(Task details): Copy every line of the listing below verbatim, leaving out the pictures.

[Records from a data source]
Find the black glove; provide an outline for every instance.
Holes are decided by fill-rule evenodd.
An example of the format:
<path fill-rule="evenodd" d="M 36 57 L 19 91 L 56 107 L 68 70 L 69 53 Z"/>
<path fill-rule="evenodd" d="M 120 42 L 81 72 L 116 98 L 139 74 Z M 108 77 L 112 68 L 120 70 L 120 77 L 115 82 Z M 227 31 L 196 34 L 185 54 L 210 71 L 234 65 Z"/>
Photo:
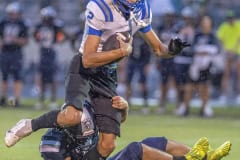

(Reply):
Find the black glove; provide an outline for every instance.
Holes are decided by fill-rule evenodd.
An example of the format:
<path fill-rule="evenodd" d="M 36 57 L 19 91 L 56 107 L 68 70 L 69 53 Z"/>
<path fill-rule="evenodd" d="M 120 42 L 81 72 L 116 98 L 139 74 Z M 108 77 L 112 68 L 120 70 L 120 77 L 115 82 Z M 227 31 L 196 34 L 185 54 L 210 71 L 234 65 Z"/>
Photo:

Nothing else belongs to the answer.